┌──

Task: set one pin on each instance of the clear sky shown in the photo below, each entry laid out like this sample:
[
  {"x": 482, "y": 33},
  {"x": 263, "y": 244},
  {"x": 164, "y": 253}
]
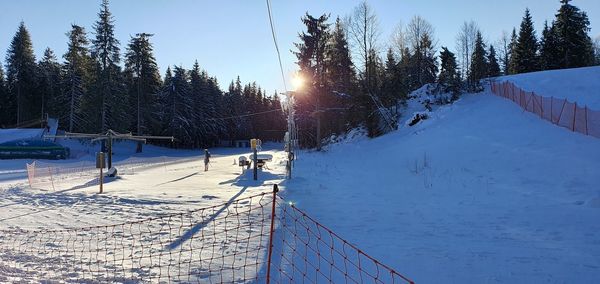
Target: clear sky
[{"x": 233, "y": 37}]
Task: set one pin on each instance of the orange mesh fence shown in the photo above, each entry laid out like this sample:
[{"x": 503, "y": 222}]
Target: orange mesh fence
[
  {"x": 558, "y": 111},
  {"x": 258, "y": 239}
]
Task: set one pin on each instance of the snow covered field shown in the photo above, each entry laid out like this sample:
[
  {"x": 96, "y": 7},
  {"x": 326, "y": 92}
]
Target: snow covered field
[
  {"x": 479, "y": 193},
  {"x": 581, "y": 85}
]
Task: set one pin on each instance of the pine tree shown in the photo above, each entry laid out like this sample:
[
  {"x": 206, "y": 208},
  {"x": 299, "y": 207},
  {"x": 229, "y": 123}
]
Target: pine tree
[
  {"x": 311, "y": 60},
  {"x": 549, "y": 52},
  {"x": 77, "y": 78},
  {"x": 575, "y": 46},
  {"x": 144, "y": 84},
  {"x": 479, "y": 65},
  {"x": 449, "y": 77},
  {"x": 512, "y": 63},
  {"x": 493, "y": 66},
  {"x": 177, "y": 107},
  {"x": 49, "y": 83},
  {"x": 110, "y": 100},
  {"x": 392, "y": 85},
  {"x": 340, "y": 79},
  {"x": 429, "y": 67},
  {"x": 525, "y": 52},
  {"x": 23, "y": 103}
]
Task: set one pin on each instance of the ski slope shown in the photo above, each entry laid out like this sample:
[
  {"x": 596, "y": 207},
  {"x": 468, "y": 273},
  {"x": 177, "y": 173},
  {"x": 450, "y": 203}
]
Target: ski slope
[
  {"x": 481, "y": 192},
  {"x": 581, "y": 85}
]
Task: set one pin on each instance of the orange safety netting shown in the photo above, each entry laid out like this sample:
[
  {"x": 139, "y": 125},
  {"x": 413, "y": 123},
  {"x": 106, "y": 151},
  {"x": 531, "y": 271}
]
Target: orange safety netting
[{"x": 558, "y": 111}]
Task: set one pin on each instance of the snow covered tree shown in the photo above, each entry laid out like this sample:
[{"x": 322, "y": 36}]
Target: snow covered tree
[
  {"x": 479, "y": 65},
  {"x": 176, "y": 102},
  {"x": 23, "y": 103},
  {"x": 49, "y": 83},
  {"x": 512, "y": 47},
  {"x": 144, "y": 83},
  {"x": 393, "y": 90},
  {"x": 311, "y": 60},
  {"x": 77, "y": 78},
  {"x": 549, "y": 52},
  {"x": 504, "y": 52},
  {"x": 449, "y": 77},
  {"x": 340, "y": 74},
  {"x": 575, "y": 46},
  {"x": 109, "y": 100},
  {"x": 341, "y": 82},
  {"x": 4, "y": 106},
  {"x": 525, "y": 52},
  {"x": 493, "y": 66},
  {"x": 465, "y": 44},
  {"x": 420, "y": 35}
]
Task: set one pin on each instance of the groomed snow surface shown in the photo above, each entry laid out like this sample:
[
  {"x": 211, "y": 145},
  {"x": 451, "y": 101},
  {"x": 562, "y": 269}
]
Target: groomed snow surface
[{"x": 480, "y": 192}]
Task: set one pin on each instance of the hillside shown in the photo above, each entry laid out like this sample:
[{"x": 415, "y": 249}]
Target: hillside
[
  {"x": 581, "y": 85},
  {"x": 481, "y": 192}
]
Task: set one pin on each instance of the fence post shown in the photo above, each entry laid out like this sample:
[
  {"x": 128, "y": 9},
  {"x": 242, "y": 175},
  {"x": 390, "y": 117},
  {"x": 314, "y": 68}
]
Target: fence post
[
  {"x": 551, "y": 109},
  {"x": 541, "y": 106},
  {"x": 561, "y": 110},
  {"x": 275, "y": 190},
  {"x": 586, "y": 132},
  {"x": 51, "y": 179},
  {"x": 574, "y": 115}
]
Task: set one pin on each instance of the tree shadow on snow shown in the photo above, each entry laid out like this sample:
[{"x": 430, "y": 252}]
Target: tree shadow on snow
[{"x": 245, "y": 181}]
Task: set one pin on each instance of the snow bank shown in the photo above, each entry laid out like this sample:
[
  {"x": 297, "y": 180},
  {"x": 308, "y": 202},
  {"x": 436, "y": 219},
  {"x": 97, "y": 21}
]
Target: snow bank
[
  {"x": 480, "y": 192},
  {"x": 581, "y": 85},
  {"x": 16, "y": 134}
]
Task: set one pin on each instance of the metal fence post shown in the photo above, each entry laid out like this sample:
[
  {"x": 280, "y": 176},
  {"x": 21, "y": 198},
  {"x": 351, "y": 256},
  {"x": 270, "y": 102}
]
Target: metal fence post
[{"x": 275, "y": 190}]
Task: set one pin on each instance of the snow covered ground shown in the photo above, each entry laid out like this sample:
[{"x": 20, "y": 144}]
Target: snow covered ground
[
  {"x": 479, "y": 193},
  {"x": 581, "y": 85}
]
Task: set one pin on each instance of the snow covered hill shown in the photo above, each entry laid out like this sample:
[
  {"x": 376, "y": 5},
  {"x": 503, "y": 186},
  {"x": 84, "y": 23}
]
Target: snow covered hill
[
  {"x": 481, "y": 192},
  {"x": 581, "y": 85}
]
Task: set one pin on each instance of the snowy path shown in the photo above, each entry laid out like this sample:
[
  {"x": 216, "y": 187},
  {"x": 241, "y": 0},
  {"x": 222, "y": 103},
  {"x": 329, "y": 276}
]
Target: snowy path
[
  {"x": 480, "y": 193},
  {"x": 157, "y": 189}
]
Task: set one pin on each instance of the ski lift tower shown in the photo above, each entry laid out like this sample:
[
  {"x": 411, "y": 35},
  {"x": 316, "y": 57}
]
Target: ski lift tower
[{"x": 109, "y": 136}]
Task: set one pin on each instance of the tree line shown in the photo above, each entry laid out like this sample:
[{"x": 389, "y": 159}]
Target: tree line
[
  {"x": 91, "y": 92},
  {"x": 350, "y": 83}
]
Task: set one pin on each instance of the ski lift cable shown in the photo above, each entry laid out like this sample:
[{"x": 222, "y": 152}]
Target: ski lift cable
[{"x": 276, "y": 45}]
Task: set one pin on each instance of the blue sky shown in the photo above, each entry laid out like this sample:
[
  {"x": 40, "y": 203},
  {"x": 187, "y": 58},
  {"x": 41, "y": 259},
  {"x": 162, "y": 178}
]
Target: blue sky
[{"x": 232, "y": 37}]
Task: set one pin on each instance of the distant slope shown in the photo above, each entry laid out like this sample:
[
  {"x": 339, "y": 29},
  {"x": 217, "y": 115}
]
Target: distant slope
[
  {"x": 581, "y": 85},
  {"x": 481, "y": 192}
]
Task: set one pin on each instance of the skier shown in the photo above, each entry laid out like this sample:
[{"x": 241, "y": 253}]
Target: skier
[{"x": 206, "y": 159}]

└──

--- What is required ---
Skip the pictures, then retype every line above exactly.

--- Finished answer ---
Task: set one pin on each instance of the clear sky shown in the photo below, each entry laid out like this sample:
[
  {"x": 482, "y": 33},
  {"x": 263, "y": 244},
  {"x": 164, "y": 253}
]
Target: clear sky
[{"x": 233, "y": 37}]
Task: set one pin on each instance of the orange mesh fence shown in the photo above, each entry laid out like this sample:
[{"x": 503, "y": 222}]
Target: orange mesh fence
[
  {"x": 558, "y": 111},
  {"x": 258, "y": 239}
]
Task: set one pin on each instance of the snow covered field shown in the photo above, each entry laid out like this sample:
[
  {"x": 96, "y": 7},
  {"x": 326, "y": 92}
]
Target: snow covered field
[
  {"x": 479, "y": 193},
  {"x": 581, "y": 85}
]
Task: set one pin on each instance of the pine tree shown in the photo above, each entry laid out like this sample:
[
  {"x": 206, "y": 208},
  {"x": 299, "y": 207},
  {"x": 229, "y": 123}
]
Target: pine tree
[
  {"x": 311, "y": 60},
  {"x": 549, "y": 52},
  {"x": 77, "y": 78},
  {"x": 575, "y": 46},
  {"x": 144, "y": 84},
  {"x": 479, "y": 65},
  {"x": 449, "y": 77},
  {"x": 512, "y": 63},
  {"x": 493, "y": 66},
  {"x": 177, "y": 107},
  {"x": 49, "y": 83},
  {"x": 110, "y": 100},
  {"x": 392, "y": 85},
  {"x": 340, "y": 79},
  {"x": 429, "y": 67},
  {"x": 525, "y": 52},
  {"x": 23, "y": 103}
]
Task: set one pin on each instance of the ski slope shown in the photo above, each entry laid out like this sample:
[
  {"x": 596, "y": 207},
  {"x": 468, "y": 273},
  {"x": 177, "y": 173},
  {"x": 450, "y": 203}
]
Target: ski slope
[
  {"x": 481, "y": 192},
  {"x": 581, "y": 85}
]
Task: set one pin on each instance of the orange safety netting shown in the photo above, each entry laid out like this sample:
[
  {"x": 139, "y": 125},
  {"x": 413, "y": 123},
  {"x": 106, "y": 151},
  {"x": 531, "y": 271}
]
Target: orange safety netting
[{"x": 558, "y": 111}]
Task: set one pin on each instance of the snow covered tree shown in the photo above, each entry laid out like this sample:
[{"x": 322, "y": 36}]
Target: snow covered tree
[
  {"x": 479, "y": 65},
  {"x": 176, "y": 102},
  {"x": 23, "y": 103},
  {"x": 49, "y": 83},
  {"x": 512, "y": 47},
  {"x": 144, "y": 83},
  {"x": 393, "y": 90},
  {"x": 311, "y": 60},
  {"x": 77, "y": 78},
  {"x": 549, "y": 52},
  {"x": 504, "y": 52},
  {"x": 449, "y": 77},
  {"x": 340, "y": 74},
  {"x": 575, "y": 46},
  {"x": 109, "y": 100},
  {"x": 341, "y": 82},
  {"x": 4, "y": 106},
  {"x": 525, "y": 52},
  {"x": 493, "y": 66},
  {"x": 465, "y": 44},
  {"x": 420, "y": 35}
]
Task: set one pin on each instance of the groomed snow surface shown in the photo above, each entry laid out like this sample:
[
  {"x": 211, "y": 145},
  {"x": 451, "y": 101},
  {"x": 562, "y": 269}
]
Target: groomed snow surface
[{"x": 480, "y": 192}]
Task: set one pin on each instance of the hillside shown in the photo above, each entry laid out like this sample:
[{"x": 415, "y": 249}]
Target: hillside
[
  {"x": 581, "y": 85},
  {"x": 481, "y": 192}
]
Task: set one pin on each instance of the fence post shown in the photo above, each entry laid out like this sample:
[
  {"x": 128, "y": 9},
  {"x": 242, "y": 175},
  {"x": 390, "y": 117},
  {"x": 314, "y": 68}
]
Target: fence post
[
  {"x": 551, "y": 109},
  {"x": 541, "y": 106},
  {"x": 561, "y": 110},
  {"x": 275, "y": 190},
  {"x": 586, "y": 132},
  {"x": 51, "y": 179},
  {"x": 574, "y": 115}
]
Task: set one pin on each instance of the tree shadow on snow shown in the photo above, each entry laid out like this sample:
[{"x": 430, "y": 252}]
Target: tree shadow on snow
[{"x": 245, "y": 181}]
Task: set one pin on each instance of the snow bank shown in the photo above, each entry laid out like this sample:
[
  {"x": 297, "y": 180},
  {"x": 308, "y": 202},
  {"x": 436, "y": 219},
  {"x": 97, "y": 21}
]
Target: snow bank
[
  {"x": 480, "y": 192},
  {"x": 581, "y": 85},
  {"x": 16, "y": 134}
]
Task: set one pin on each instance of the metal fence post shown in the photo above, each entry laid out like this sample:
[
  {"x": 280, "y": 176},
  {"x": 21, "y": 198},
  {"x": 351, "y": 256},
  {"x": 270, "y": 102}
]
Target: metal fence post
[{"x": 275, "y": 190}]
Task: set one pin on each instance of the snow covered ground shown in the photo above, each entry laid out like this sample:
[{"x": 20, "y": 144}]
Target: snow covered ground
[
  {"x": 479, "y": 193},
  {"x": 581, "y": 85}
]
Task: set one pin on each instance of the snow covered hill shown in the photo above, each entry laid out like this sample:
[
  {"x": 376, "y": 5},
  {"x": 503, "y": 186},
  {"x": 84, "y": 23}
]
Target: snow covered hill
[
  {"x": 481, "y": 192},
  {"x": 581, "y": 85}
]
Task: set one pin on each instance of the snowy path shown in the photo above, each entry laid out like this sample:
[
  {"x": 216, "y": 187},
  {"x": 241, "y": 0},
  {"x": 222, "y": 103},
  {"x": 329, "y": 276}
]
Target: snowy path
[
  {"x": 480, "y": 193},
  {"x": 157, "y": 189}
]
Task: set one pin on each instance of the ski lift tower shown in the photo above, each entry laid out like this sample:
[
  {"x": 411, "y": 35},
  {"x": 316, "y": 57}
]
Target: ski lift tower
[{"x": 109, "y": 136}]
Task: set one pin on each instance of the tree line shown in the photo above, each entry laid out like this sample:
[{"x": 389, "y": 159}]
Target: tree line
[
  {"x": 91, "y": 92},
  {"x": 350, "y": 83}
]
Task: set one pin on each instance of the ski lift cable shown in the photo above, each entry laid out like this sample:
[{"x": 222, "y": 152}]
Target: ski lift cable
[{"x": 276, "y": 45}]
Task: set one pin on each instance of the blue sky shown in the photo above, each entry laid out like this sample:
[
  {"x": 40, "y": 203},
  {"x": 187, "y": 58},
  {"x": 41, "y": 259},
  {"x": 162, "y": 178}
]
Target: blue sky
[{"x": 232, "y": 37}]
Task: set one pin on each instance of the distant slope shown in the photo above, each entry laid out like this sample:
[
  {"x": 339, "y": 29},
  {"x": 217, "y": 115}
]
Target: distant slope
[
  {"x": 581, "y": 85},
  {"x": 481, "y": 192}
]
Task: set one pin on each instance of the skier shown in the photo above, each entry laid out like this sample:
[{"x": 241, "y": 253}]
Target: skier
[{"x": 206, "y": 159}]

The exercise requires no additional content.